How many lines in the records below contain the string "evenodd"? Case counts. Reply with the number only.

▶ **SOURCE DATA**:
☆ ☆ ☆ ☆
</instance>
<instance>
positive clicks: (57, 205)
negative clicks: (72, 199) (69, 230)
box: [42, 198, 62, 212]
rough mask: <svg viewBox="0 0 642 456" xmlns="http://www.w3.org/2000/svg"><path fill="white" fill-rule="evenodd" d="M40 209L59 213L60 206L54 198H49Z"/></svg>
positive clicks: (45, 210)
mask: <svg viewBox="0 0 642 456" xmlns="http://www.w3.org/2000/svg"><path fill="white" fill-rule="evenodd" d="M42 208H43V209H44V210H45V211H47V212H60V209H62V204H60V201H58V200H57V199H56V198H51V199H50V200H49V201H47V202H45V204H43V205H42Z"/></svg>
☆ ☆ ☆ ☆
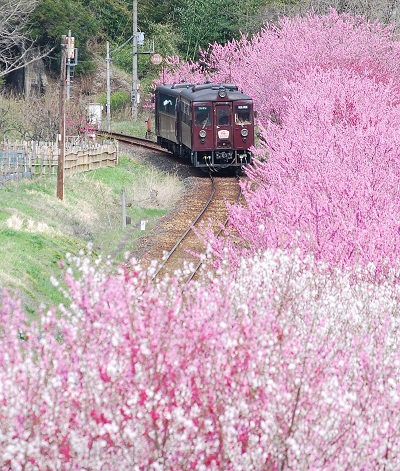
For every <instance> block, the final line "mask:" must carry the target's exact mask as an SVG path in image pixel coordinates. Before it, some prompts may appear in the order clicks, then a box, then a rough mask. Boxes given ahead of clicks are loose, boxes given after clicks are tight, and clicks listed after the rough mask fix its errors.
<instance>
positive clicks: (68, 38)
☆ ☆ ☆ ☆
▶ **SOLVED PROBLEM**: 2